#### SET TASK
Copy out all of the material below, substituting "summary table" for every occurrence of "coverage chart" and leaving everything else unchanged. Omit the pictures from your answer.

Image object location entries
════════════════════
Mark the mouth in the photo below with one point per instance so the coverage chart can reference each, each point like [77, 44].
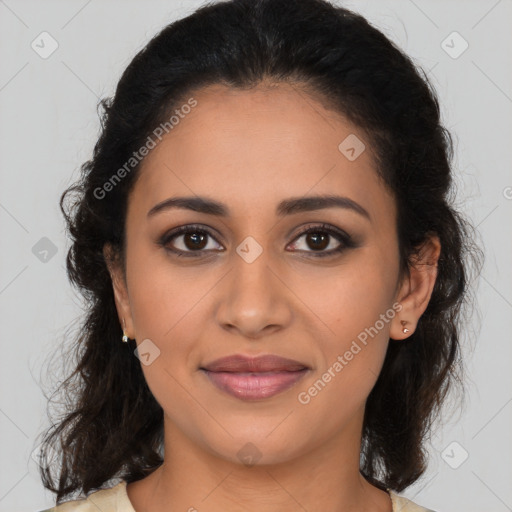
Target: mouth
[257, 378]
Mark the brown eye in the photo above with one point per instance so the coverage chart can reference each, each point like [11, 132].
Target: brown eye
[187, 240]
[319, 238]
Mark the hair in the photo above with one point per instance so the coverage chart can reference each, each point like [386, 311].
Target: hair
[113, 426]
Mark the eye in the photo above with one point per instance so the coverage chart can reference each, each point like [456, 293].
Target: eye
[188, 240]
[321, 237]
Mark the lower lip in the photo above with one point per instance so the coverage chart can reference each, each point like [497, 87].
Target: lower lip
[254, 386]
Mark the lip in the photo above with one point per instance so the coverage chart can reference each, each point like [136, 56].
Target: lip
[254, 378]
[254, 385]
[265, 363]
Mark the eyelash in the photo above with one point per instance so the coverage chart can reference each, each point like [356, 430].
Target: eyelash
[345, 240]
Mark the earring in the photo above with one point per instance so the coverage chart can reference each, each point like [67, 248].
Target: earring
[125, 337]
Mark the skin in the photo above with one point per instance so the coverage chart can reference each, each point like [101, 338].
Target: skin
[250, 150]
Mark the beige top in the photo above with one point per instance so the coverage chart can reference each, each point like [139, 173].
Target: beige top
[115, 499]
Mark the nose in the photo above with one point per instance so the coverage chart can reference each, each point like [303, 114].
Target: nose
[255, 299]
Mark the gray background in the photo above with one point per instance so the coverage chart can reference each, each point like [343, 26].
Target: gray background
[48, 128]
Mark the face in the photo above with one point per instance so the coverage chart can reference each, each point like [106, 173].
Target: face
[251, 282]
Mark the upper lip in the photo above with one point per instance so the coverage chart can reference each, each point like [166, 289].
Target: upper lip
[265, 363]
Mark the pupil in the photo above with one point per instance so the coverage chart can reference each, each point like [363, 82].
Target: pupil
[315, 237]
[197, 239]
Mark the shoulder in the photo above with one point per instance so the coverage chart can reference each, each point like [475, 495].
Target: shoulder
[113, 499]
[402, 504]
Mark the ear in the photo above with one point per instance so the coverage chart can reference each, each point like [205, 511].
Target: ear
[416, 289]
[120, 290]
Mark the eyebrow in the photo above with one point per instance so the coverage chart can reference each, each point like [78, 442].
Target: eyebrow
[286, 207]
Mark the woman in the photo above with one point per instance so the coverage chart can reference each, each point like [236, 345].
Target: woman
[273, 270]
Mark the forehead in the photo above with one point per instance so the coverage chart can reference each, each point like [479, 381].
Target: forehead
[252, 147]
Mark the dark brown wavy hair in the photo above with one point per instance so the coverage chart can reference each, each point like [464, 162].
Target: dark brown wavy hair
[110, 426]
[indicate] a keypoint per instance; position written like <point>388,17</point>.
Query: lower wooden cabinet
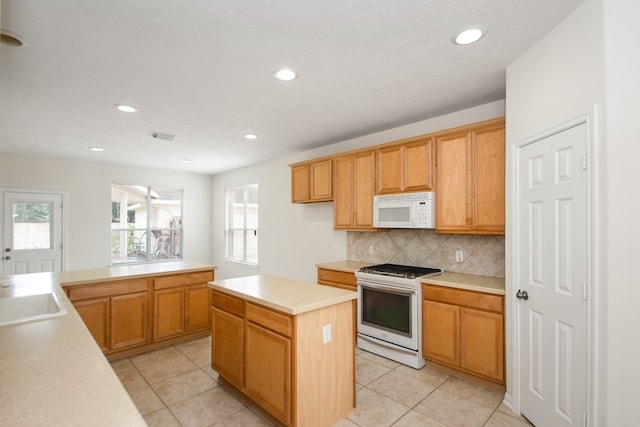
════════════════════
#### WRITTEN RESPONSE
Mark the mouth in the photo below with one point per instance so the summary table can reference each, each point like [77, 44].
Target: mouth
[257, 378]
Mark the brown eye in the photo above with one point per instance so the summary table can reference each, each point like [11, 132].
Target: brown eye
[187, 240]
[319, 238]
Mark the hair in the photo above with one point per instance so the summary table can reference each, each point like [386, 311].
Target: hair
[113, 426]
Mark the eye in the photo above with one point per instance so the summary table can reference each, each point like [456, 293].
Target: eye
[188, 240]
[321, 237]
Mark the lower lip in the photo above with one point per instance so the summary table can reference each, each point like [497, 87].
Target: lower lip
[254, 386]
Mark the lip in the photo above with one point per instance so the summary table can reference each, each point like [136, 56].
Target: lip
[254, 378]
[254, 385]
[265, 363]
Mark the eyelash in the photo above with one point per instance so the summary table can reference each, each point like [356, 430].
Target: eyelash
[345, 240]
Mark the earring in the photo above with one point per instance so the summary table can reference each, each point like [67, 248].
Target: earring
[125, 337]
Mark the skin in the photo above with one point per instance so the summary table can reference each, each point like [101, 338].
Target: skin
[250, 150]
Mark the beige top in the photo above with one point per instance so the summary table can reference each, each point like [139, 173].
Target: beige top
[115, 499]
Mark the nose in the photo above with one point per instance so the summary table can reference each, each point like [303, 114].
Target: nose
[255, 299]
Mark the gray background in the photo above with one point per instance so the summary table can reference each, each point like [343, 26].
Target: gray background
[48, 128]
Mark the face in the photo above with one point per instance so the summary table can reference each, each point like [106, 173].
Target: face
[251, 282]
Mark the upper lip in the photo above with one point per instance so the summary table can reference each, each point like [166, 289].
Target: upper lip
[265, 363]
Mark the pupil in the photo above with one point per instance so the summary table can reference each, each point like [363, 82].
Target: pupil
[315, 237]
[197, 239]
Mark the shoulder in the photo above with one point per instance so the summary table can reference each, each point like [475, 495].
Target: shoulder
[113, 499]
[402, 504]
Mark the ear in the photo above with one point per instance so the summary table can reference each, each point like [205, 511].
Target: ear
[416, 289]
[120, 290]
Mark the eyebrow in the photo above with one point per instance so the summary table can reference each, each point like [78, 442].
Target: eyebrow
[286, 207]
Mark the woman in the photo above with one point per instance so the summary table can reference each, each point like [236, 345].
Target: woman
[273, 270]
Mark the forehead in the photo above with one point per instance so the summary table can reference each, each point like [479, 381].
Target: forehead
[252, 147]
Mark the dark brown wavy hair in the photo above with one point per instance so the summary table can reference each, each point like [464, 162].
Target: dark brown wavy hair
[110, 426]
[indicate] a keypoint per instance; position written like <point>388,17</point>.
Query: lower wooden cabinet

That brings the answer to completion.